• _SHORT EXERCISE_:
Repeat the records in full and exactly, omitting pictures.
********************
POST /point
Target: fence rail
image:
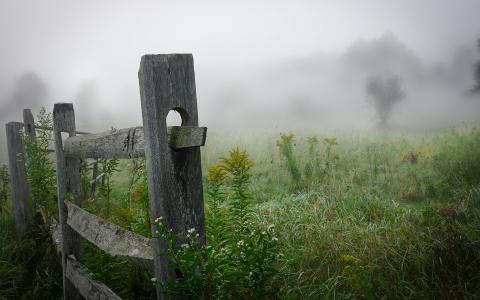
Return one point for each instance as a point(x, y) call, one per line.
point(109, 237)
point(129, 142)
point(167, 82)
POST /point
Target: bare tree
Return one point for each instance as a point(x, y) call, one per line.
point(384, 91)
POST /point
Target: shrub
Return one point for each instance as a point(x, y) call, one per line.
point(239, 260)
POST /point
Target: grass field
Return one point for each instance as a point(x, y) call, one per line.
point(357, 215)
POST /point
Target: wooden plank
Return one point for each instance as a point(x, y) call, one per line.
point(29, 122)
point(130, 142)
point(18, 176)
point(167, 82)
point(68, 186)
point(51, 129)
point(93, 182)
point(83, 281)
point(109, 237)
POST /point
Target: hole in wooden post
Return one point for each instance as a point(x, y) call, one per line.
point(174, 118)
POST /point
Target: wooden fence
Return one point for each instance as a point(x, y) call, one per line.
point(167, 82)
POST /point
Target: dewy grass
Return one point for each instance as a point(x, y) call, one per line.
point(393, 216)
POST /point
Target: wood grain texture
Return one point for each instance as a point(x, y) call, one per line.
point(109, 237)
point(130, 142)
point(68, 186)
point(167, 82)
point(29, 122)
point(83, 281)
point(18, 176)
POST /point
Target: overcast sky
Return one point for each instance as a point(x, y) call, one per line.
point(70, 44)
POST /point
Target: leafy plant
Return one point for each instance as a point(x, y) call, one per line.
point(285, 145)
point(239, 261)
point(39, 166)
point(109, 166)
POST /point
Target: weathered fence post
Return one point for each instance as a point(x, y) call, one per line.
point(94, 178)
point(167, 82)
point(68, 187)
point(18, 176)
point(4, 181)
point(29, 123)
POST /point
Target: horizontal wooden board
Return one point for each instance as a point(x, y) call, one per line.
point(109, 237)
point(130, 142)
point(85, 284)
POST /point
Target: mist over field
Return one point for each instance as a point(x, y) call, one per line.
point(277, 64)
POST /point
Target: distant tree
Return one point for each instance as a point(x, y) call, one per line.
point(476, 72)
point(384, 91)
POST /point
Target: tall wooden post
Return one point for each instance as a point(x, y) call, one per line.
point(174, 177)
point(29, 122)
point(68, 188)
point(18, 175)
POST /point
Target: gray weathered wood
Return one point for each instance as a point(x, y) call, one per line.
point(89, 288)
point(51, 129)
point(94, 180)
point(68, 186)
point(129, 142)
point(29, 122)
point(109, 237)
point(167, 82)
point(18, 176)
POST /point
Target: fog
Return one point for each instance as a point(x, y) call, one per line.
point(274, 64)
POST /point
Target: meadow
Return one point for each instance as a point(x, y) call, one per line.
point(377, 214)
********************
• _RESULT FOR THIS EXERCISE_:
POST /point
Target: fence rail
image:
Return one point for each instance as a point(x, y) call, one per line.
point(109, 237)
point(129, 142)
point(167, 82)
POST /point
Target: bare tree
Return one point for each instance as a point(x, y) call, one per line.
point(384, 91)
POST /point
Target: shrub
Return one point for each instance as a point(x, y) call, one per line.
point(239, 260)
POST /point
Target: grass field
Return one point for each instance as a point(x, y) call, one per line.
point(357, 215)
POST /point
Target: wooden plank
Return one point for each instance as a point(x, y) call, one per line.
point(29, 122)
point(130, 142)
point(18, 176)
point(167, 82)
point(68, 186)
point(51, 129)
point(93, 182)
point(83, 281)
point(109, 237)
POST /point
Target: hole in wooden post
Return one point for each instance as a point(x, y) call, one per line.
point(174, 118)
POST /point
Target: wooden fence
Return one point for each instance as a point(x, y) call, one per line.
point(167, 82)
POST /point
Target: dewy grass
Return one point for each instance as a point(x, y) call, one per line.
point(393, 216)
POST /point
Target: wood grain texture
Return one point for each instance as a point(x, y) call, one per line.
point(109, 237)
point(130, 142)
point(68, 186)
point(167, 82)
point(29, 122)
point(83, 281)
point(18, 176)
POST /point
Target: overcast sky
Return one point for each instance as a point(x, y) call, one per line.
point(70, 44)
POST /point
Target: leafy plant
Return one point for each instance as a point(x, y) call, one per line.
point(285, 145)
point(239, 261)
point(39, 166)
point(109, 166)
POST /point
Target: weathered fence post
Return one point for each instance as a point(x, y) call, one per line.
point(94, 178)
point(167, 82)
point(68, 187)
point(18, 176)
point(4, 181)
point(29, 123)
POST /point
Target: horizontal wooden board
Return one point for each instance as a point(x, y) call, one per line.
point(109, 237)
point(130, 142)
point(85, 284)
POST /point
Target: mist over field
Return one point for each instance as a point(x, y) call, one per line.
point(277, 64)
POST /point
Target: distant tree
Return one point for each instance as a point(x, y) call, one per line.
point(476, 72)
point(384, 91)
POST /point
Target: tall wooden post
Return one point for each instance as a point(x, y) call, one per line.
point(174, 177)
point(29, 122)
point(68, 188)
point(18, 175)
POST /point
Target: gray weathered wood
Return one point for each instance as a point(x, y) call, one per line.
point(89, 288)
point(51, 129)
point(94, 180)
point(68, 186)
point(129, 142)
point(29, 122)
point(109, 237)
point(167, 82)
point(18, 176)
POST /point
Target: fog
Return one point for each instance as a point(x, y) call, one per line.
point(274, 64)
POST /point
Target: meadow
Return one point for each instance as a point(x, y) call, one per line.
point(377, 214)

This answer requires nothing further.